_Supplied records:_
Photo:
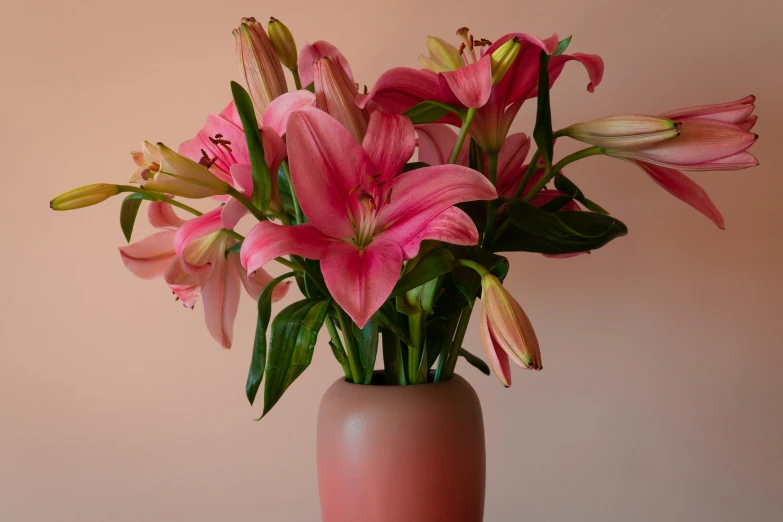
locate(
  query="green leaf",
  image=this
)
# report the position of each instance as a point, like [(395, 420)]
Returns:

_Aim:_
Pull out the text lines of every entry above word for word, and leave the pictures out of your answer.

_Written solution:_
Photo:
locate(
  query="green leaf",
  image=this
)
# report the position of each instance as a point, like [(395, 420)]
Returns:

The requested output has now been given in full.